## SELECTED EXTRACT
===============

Gen provides a primitive called regenerate that allows users to ask for certain random choices in a trace to be re-generated from scratch. regenerate is the basis of one variant of the metropolis_hastings operator in Gen’s inference library.

This notebook aims to help you understand the computation that regenerate is performing.

using Gen: bernoulli, @gen


Let’s start by defining a simple generative function:

@gen function foo(prob_a)
val = true
if ({:a} ~ bernoulli(prob_a))
val = ({:b} ~ bernoulli(0.6)) && val
end
prob_c = val ? 0.9 : 0.2
val = ({:c} ~ bernoulli(prob_c)) && val
return val
end;


Recall the distribution on choice maps for this generative function:

$\begin{array}{l|l|l} \mbox{Random choice map } t & \mbox{Probability } p(t; x) & \mbox{Return value } f(x, t) \\ \hline \{a \mapsto \mbox{true}, b \mapsto \mbox{true}, c \mapsto \mbox{true}\} & \mbox{prob_a} \cdot 0.6\cdot 0.9 & \mbox{true}\\ \{a \mapsto \mbox{true}, b \mapsto \mbox{true}, c \mapsto \mbox{false}\} & \mbox{prob_a} \cdot 0.6 \cdot 0.1 & \mbox{false}\\ \{a \mapsto \mbox{true}, b \mapsto \mbox{false}, c \mapsto \mbox{true}\} & \mbox{prob_a} \cdot 0.4 \cdot 0.2 & \mbox{false}\\ \{a \mapsto \mbox{true}, b \mapsto \mbox{false}, c \mapsto \mbox{false}\} & \mbox{prob_a} \cdot 0.4 \cdot 0.8 & \mbox{false}\\ \{a \mapsto \mbox{false}, c \mapsto \mbox{true}\} & (1-\mbox{prob_a}) \cdot 0.9 & \mbox{true}\\ \{a \mapsto \mbox{false}, c \mapsto \mbox{false}\} & (1-\mbox{prob_a}) \cdot 0.1 & \mbox{false} \end{array}$

Let’s first obtain an initial trace with ${a \mapsto \mbox{true}, b \mapsto \mbox{false}, c \mapsto \mbox{true}}$, using generate:

using Gen: generate, choicemap

trace, weight = generate(foo, (0.3,), choicemap((:a, true), (:b, false), (:c, true)));


Now, we ask for the value at address :a to be re-generated:

using Gen: regenerate, select, NoChange
(trace, weight, retdiff) = regenerate(trace, (0.3,), (NoChange(),), select(:a));


Note that unlike update, we do not provide the new values for the random choices that we want to change. Instead, we simply pass in a selection indicating the addresses that we want to propose new values for.

Note that select(:a) is equivalent to:

selection = DynamicAddressSet()
push!(selection, :a)


We print the choices in the new trace:

using Gen: get_choices

get_choices(trace)

===============

## DATA
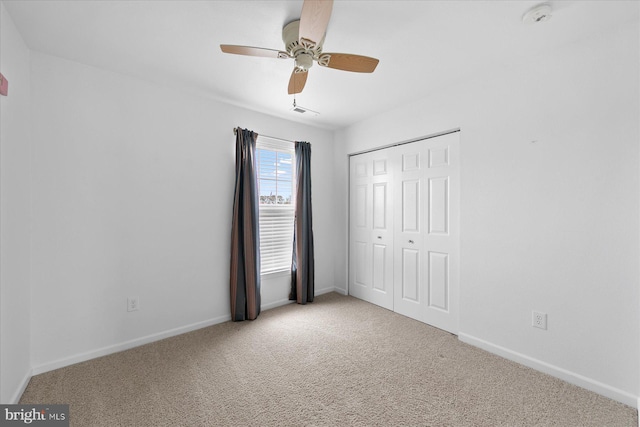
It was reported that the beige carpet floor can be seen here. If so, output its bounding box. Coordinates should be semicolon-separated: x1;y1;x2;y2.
20;293;638;427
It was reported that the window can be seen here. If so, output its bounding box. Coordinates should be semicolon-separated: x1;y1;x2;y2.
256;136;294;274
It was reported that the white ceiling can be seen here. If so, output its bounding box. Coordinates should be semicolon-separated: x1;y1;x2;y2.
3;0;639;129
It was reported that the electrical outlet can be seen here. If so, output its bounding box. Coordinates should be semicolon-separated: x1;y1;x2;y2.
531;311;547;330
127;297;140;311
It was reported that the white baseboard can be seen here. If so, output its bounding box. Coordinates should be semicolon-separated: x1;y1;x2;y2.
458;332;640;408
8;369;33;405
315;287;347;296
260;298;294;311
32;315;231;375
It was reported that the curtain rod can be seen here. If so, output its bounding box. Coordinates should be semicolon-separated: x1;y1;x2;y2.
233;128;295;144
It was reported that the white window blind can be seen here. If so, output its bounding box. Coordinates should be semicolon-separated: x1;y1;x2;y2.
256;136;295;274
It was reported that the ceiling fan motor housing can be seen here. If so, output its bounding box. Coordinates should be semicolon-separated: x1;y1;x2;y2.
296;53;313;71
282;20;324;60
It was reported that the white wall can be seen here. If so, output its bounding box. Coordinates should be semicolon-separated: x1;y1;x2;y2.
334;21;640;406
26;52;334;373
0;3;31;403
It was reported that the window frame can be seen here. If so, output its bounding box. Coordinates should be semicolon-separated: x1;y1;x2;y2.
256;136;296;275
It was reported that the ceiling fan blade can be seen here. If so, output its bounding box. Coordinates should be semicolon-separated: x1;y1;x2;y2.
220;44;290;59
318;53;380;73
289;68;309;95
299;0;333;48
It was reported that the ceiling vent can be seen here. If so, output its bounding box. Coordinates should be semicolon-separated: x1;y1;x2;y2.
291;104;320;116
522;3;551;24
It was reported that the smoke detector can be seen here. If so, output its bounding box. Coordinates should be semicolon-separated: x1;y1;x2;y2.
522;3;551;24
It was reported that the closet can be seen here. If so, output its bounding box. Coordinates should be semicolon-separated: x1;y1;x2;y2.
349;132;460;334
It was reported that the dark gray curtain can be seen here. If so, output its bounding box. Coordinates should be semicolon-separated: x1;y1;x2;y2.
230;128;260;321
289;142;314;304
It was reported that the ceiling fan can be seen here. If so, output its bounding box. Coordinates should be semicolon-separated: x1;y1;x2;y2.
220;0;379;94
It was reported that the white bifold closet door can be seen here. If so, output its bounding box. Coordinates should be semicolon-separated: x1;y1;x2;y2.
349;150;393;310
349;132;460;333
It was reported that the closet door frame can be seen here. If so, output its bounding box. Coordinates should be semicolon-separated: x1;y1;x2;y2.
347;130;460;334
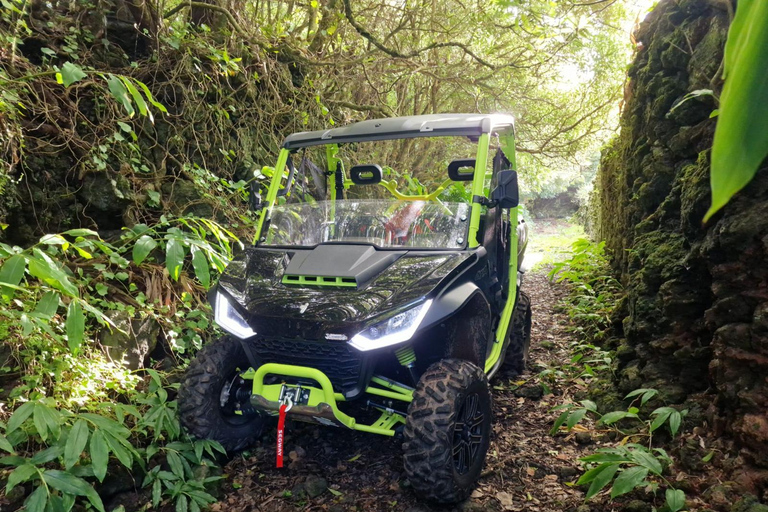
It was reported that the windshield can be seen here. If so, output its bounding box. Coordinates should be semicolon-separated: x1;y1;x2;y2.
265;199;469;249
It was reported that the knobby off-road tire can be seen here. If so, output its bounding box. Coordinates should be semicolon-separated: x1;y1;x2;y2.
504;291;532;375
179;336;266;452
403;359;491;503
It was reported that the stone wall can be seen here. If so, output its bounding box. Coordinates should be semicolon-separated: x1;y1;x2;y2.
595;0;768;484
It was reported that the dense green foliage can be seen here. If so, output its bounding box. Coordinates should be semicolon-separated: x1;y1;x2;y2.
544;239;688;512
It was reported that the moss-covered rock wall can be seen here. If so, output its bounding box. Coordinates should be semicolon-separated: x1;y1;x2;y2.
596;0;768;484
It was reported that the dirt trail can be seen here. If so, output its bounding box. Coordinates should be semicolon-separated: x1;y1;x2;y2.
213;271;595;512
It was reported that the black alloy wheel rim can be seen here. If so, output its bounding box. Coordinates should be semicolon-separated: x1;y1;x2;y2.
453;393;485;475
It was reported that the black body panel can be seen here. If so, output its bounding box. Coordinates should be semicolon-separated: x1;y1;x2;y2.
285;244;407;286
218;245;473;340
214;244;485;399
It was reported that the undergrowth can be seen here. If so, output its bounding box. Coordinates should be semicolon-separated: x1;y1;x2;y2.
0;217;239;512
541;239;687;512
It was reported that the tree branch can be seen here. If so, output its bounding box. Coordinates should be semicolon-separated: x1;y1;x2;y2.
325;99;392;116
344;0;517;70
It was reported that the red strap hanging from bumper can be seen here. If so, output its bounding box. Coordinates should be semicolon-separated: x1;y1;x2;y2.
277;404;288;468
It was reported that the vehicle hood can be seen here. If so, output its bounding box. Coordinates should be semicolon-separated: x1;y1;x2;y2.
213;245;474;340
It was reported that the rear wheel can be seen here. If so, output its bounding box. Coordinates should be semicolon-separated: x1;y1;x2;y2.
403;359;491;503
504;291;532;375
179;337;266;451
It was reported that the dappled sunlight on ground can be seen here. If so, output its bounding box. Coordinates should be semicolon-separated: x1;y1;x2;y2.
523;218;587;271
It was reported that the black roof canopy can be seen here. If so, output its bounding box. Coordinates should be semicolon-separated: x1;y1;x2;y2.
283;114;515;149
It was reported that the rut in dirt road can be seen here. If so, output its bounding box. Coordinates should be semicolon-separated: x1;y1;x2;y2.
213;271;594;512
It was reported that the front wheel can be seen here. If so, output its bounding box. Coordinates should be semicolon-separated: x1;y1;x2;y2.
403;359;491;503
179;337;266;451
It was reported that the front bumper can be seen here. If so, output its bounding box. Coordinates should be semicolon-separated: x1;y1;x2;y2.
241;363;413;436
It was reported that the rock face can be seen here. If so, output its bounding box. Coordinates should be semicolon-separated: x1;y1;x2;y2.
595;0;768;476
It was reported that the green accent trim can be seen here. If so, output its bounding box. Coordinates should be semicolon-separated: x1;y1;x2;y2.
379;180;453;201
467;133;491;248
371;376;413;402
253;149;290;244
253;363;355;429
356;411;405;436
485;205;521;373
395;345;416;367
365;386;413;402
252;363;407;437
282;275;357;288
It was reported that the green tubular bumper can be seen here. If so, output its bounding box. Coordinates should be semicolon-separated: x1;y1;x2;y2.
241;363;413;436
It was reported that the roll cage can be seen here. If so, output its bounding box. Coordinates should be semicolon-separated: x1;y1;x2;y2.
254;114;519;372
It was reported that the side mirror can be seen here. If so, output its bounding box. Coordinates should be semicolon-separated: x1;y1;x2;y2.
448;158;475;181
254;180;261;212
491;171;520;208
349;164;383;185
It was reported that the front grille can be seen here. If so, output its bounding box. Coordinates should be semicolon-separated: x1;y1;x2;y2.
249;338;363;393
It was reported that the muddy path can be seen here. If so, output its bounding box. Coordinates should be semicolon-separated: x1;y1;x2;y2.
213;270;595;512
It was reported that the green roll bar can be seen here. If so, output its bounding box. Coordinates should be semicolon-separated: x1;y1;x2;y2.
254;124;520;372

===============

## TASKS
A. Which names does the regenerate notebook import in its "using Gen:" lines? List them all.
B. From the regenerate notebook, copy the part that opens with the words containing "Note that unlike" and closes with "new values for.".

## ANSWERS BELOW
A. bernoulli, @gen, generate, choicemap, regenerate, select, NoChange, get_choices

B.
Note that unlike update, we do not provide the new values for the random choices that we want to change. Instead, we simply pass in a selection indicating the addresses that we want to propose new values for.